◆ Textauszug ◆
# Würd mich über Feedback zu meinem neuen Blog freuen ...



## spstiger (14 April 2010)

Hi,

Würd mich über Feedback zu meinem neuen *Blog* freuen ...

Welche Themen interessieren euch?

Danke euch dafür

Steffen

...


----------



## TCP/IP (14 April 2010)

Ich kann mir nicht in diesem Leben eine so große Verzweifung vorstellen, dass jemand anfängt, Dein Spielzeug in Maschinen einzubauen, die 5 oder 10 Jahre lang laufen sollen.

tcp


----------



## spstiger (14 April 2010)

*Danke dass du deinen Frust mit uns teilst*

Die Steuerungen und HMI werden schon heute in Maschinen eingebaut, die in die ganze Welt geliefert werden. Die Bestückungsautomaten, mit denen die elektronischen Platinen hergestellt werden, sind High-Tech aus Deutschland und Japan, die Fertigungsprozesse und Qualitätssicherung auf hohem Standard. Was du vielleicht nicht weisst, ist dass viele namhafte Hersteller kleinere Steuerungen und HMI dieser Klasse bei chinesischen und taiwanesischen Herstellern lohnfertigen lassen. Natürlich verkaufen die Markeninhaber diese Geräte teuer, die Technik ist allerdings die gleiche.

◆ Bereitgestellte Daten ◆
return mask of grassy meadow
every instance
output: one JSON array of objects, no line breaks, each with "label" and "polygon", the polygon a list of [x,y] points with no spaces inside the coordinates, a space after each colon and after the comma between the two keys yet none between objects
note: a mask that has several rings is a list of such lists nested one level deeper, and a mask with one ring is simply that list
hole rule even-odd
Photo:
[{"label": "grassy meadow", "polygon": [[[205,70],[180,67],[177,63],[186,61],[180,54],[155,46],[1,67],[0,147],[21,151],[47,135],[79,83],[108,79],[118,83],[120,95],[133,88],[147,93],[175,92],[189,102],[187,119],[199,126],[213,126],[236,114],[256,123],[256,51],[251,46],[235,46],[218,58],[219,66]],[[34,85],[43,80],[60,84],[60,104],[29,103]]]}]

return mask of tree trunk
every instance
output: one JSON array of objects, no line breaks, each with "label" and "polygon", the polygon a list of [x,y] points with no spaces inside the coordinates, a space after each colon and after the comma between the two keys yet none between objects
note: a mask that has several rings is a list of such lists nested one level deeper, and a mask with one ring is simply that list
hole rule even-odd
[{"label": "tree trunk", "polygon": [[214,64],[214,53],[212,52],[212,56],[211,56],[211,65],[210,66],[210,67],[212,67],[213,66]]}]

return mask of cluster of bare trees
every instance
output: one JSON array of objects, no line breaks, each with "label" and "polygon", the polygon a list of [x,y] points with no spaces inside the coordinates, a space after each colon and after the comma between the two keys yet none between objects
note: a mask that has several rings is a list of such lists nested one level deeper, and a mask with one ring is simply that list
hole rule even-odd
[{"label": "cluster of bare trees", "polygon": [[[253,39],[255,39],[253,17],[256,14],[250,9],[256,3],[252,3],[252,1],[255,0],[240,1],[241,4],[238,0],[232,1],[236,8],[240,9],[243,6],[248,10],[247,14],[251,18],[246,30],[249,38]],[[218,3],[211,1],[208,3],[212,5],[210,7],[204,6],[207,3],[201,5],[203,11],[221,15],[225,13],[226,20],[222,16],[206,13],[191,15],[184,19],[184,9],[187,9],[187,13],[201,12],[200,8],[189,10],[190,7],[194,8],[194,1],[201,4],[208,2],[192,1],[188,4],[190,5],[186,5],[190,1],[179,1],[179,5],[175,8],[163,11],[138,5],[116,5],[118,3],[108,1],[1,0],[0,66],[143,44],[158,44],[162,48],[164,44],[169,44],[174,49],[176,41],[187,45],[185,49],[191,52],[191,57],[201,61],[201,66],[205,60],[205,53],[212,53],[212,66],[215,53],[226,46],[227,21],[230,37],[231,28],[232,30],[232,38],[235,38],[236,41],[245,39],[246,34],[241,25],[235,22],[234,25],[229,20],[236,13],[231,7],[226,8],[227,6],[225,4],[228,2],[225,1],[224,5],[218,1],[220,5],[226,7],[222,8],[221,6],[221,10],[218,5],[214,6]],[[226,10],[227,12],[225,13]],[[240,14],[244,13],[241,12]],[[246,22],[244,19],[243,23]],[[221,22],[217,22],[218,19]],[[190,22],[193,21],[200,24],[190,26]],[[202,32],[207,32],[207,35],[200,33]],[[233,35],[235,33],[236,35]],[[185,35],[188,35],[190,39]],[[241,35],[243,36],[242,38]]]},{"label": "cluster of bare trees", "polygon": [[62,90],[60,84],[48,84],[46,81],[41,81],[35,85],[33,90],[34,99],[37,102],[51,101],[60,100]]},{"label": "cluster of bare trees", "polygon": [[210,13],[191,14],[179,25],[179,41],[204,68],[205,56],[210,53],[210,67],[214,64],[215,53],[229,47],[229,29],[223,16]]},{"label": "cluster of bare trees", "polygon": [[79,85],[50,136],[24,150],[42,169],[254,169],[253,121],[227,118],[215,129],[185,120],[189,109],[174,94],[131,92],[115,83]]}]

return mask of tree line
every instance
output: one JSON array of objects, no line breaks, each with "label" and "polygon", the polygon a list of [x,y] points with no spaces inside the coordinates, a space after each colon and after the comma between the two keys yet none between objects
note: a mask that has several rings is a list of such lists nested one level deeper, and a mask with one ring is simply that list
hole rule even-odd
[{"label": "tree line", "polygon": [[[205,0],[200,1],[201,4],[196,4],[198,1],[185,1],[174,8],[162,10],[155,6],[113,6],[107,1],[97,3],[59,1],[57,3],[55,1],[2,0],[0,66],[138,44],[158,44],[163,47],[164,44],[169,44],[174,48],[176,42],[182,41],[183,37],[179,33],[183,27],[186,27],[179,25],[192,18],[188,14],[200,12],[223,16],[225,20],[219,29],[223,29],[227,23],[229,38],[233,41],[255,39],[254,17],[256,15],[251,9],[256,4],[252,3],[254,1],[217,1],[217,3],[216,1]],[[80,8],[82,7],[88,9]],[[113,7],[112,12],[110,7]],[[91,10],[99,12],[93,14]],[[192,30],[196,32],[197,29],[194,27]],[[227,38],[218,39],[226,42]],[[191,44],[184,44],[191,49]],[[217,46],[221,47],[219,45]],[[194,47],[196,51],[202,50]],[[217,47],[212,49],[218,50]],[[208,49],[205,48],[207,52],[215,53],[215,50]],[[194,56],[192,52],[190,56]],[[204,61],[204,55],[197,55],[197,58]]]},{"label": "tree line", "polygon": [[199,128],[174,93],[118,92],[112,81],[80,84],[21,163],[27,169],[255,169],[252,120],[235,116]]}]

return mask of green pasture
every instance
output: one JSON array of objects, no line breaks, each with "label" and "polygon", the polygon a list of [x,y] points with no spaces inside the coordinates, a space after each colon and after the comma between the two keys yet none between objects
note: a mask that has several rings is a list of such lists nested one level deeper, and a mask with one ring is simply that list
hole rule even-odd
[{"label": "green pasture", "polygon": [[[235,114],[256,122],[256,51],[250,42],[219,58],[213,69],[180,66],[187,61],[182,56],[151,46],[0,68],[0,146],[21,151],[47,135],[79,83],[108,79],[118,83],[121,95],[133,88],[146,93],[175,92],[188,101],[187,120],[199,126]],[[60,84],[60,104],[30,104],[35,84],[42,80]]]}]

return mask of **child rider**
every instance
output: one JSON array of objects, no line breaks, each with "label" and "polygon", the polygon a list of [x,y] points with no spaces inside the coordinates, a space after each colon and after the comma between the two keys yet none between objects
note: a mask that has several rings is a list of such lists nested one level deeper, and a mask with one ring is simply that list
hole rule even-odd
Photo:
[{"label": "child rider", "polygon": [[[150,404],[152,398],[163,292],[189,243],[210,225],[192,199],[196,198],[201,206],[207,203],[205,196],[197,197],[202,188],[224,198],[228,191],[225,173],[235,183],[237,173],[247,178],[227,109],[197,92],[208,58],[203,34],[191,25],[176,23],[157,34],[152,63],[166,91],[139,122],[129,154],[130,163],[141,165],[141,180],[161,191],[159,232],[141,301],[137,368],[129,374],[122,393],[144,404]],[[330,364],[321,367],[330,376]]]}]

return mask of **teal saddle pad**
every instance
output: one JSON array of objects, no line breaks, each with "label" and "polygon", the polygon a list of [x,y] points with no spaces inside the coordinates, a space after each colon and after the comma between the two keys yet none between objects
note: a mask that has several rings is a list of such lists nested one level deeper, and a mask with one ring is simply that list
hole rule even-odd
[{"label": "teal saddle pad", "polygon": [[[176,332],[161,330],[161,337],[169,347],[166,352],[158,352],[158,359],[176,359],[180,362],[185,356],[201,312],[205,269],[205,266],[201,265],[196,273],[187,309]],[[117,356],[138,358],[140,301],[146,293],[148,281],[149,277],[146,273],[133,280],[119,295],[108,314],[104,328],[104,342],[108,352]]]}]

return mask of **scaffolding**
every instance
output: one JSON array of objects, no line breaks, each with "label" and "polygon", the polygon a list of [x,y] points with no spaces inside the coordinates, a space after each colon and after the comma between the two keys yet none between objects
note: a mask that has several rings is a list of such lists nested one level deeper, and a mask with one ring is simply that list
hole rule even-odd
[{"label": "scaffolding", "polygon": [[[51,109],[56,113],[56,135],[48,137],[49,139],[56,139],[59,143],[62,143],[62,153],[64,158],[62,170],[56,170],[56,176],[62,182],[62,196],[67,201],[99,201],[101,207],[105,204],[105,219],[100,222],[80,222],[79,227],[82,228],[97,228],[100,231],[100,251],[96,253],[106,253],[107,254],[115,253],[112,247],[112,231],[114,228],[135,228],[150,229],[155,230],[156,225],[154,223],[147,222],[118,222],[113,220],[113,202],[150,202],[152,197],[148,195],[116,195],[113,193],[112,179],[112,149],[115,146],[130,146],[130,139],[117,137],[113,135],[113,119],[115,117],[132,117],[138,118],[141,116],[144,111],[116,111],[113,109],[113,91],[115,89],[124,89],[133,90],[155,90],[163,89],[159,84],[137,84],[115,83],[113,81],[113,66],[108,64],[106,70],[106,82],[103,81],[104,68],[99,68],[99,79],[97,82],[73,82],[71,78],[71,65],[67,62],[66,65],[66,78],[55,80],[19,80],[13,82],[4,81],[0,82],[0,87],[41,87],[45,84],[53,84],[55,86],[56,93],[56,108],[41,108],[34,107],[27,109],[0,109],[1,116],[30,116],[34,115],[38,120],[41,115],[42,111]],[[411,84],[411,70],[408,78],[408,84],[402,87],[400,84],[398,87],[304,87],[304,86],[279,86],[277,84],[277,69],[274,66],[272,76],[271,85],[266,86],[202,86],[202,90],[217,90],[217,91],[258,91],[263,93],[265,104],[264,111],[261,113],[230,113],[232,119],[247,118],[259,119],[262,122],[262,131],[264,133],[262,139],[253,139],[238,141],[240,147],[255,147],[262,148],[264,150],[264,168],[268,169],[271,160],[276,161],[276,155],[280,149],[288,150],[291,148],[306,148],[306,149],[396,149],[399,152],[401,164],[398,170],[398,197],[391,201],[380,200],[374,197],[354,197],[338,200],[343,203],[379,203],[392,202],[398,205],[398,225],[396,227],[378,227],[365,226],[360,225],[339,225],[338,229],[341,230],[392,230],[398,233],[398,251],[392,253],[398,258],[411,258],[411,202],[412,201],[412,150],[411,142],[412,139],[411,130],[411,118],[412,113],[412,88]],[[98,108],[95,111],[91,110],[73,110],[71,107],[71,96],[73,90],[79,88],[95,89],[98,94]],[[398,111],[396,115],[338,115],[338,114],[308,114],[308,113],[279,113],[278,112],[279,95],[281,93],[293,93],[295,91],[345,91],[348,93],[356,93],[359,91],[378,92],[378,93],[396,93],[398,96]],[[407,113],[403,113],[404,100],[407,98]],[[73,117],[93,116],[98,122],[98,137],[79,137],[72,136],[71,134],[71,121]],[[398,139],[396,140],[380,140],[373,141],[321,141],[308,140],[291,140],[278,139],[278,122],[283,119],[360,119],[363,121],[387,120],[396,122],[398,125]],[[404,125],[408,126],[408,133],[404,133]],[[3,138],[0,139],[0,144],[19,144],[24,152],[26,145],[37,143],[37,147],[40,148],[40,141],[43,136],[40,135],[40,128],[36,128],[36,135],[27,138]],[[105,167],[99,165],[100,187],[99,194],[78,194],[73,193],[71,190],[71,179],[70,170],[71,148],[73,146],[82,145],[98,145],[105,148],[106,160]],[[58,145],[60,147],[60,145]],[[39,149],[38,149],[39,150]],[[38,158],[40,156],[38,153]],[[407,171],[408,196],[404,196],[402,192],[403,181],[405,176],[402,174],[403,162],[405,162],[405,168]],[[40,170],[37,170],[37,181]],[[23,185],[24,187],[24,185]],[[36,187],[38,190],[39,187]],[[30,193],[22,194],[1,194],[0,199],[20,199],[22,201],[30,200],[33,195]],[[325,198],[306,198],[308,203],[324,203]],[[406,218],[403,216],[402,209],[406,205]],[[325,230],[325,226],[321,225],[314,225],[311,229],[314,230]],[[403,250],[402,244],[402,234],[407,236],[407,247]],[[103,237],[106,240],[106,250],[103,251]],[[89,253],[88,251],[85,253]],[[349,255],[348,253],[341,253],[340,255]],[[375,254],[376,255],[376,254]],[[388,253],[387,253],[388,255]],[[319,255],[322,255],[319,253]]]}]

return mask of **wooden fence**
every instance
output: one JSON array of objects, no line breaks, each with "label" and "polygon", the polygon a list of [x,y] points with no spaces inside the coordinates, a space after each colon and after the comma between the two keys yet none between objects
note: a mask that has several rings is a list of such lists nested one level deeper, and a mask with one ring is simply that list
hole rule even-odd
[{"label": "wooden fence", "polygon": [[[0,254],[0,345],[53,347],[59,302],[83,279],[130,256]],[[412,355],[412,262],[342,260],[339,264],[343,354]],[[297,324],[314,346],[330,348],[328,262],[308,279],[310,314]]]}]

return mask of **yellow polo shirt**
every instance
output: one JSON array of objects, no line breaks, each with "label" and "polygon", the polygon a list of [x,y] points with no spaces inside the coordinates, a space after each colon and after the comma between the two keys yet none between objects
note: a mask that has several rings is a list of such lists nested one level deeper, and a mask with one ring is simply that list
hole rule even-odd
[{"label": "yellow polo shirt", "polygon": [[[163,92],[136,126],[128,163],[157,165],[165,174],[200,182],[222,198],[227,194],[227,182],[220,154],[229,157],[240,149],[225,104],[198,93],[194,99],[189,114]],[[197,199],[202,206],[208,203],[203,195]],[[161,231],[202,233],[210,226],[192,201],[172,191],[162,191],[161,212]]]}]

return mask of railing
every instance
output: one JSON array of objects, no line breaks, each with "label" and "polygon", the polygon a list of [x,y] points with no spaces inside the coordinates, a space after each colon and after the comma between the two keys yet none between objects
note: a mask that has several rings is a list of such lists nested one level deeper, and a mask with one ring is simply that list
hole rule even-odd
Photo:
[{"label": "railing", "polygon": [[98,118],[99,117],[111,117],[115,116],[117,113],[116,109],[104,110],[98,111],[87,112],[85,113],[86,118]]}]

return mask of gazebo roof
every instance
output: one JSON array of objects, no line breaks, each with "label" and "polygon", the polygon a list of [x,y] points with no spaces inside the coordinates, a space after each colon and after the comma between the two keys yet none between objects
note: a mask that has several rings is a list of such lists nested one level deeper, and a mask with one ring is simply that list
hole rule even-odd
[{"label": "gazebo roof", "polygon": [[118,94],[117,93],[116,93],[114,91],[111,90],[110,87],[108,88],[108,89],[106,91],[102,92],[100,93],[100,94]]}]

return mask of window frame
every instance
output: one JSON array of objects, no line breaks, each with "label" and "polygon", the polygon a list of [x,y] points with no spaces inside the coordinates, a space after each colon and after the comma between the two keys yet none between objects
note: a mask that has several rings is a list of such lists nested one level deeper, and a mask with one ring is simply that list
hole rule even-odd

◆ Aufgabe ◆
Kannst du aus dem Textauszug den Abschnitt wortgetreu ausgeben, der mit den Worten „## TCP/IP (14“ beginnt und mit „lang laufen sollen.“ endet?

◆ Ausgabe ◆
## TCP/IP (14 April 2010)

Ich kann mir nicht in diesem Leben eine so große Verzweifung vorstellen, dass jemand anfängt, Dein Spielzeug in Maschinen einzubauen, die 5 oder 10 Jahre lang laufen sollen.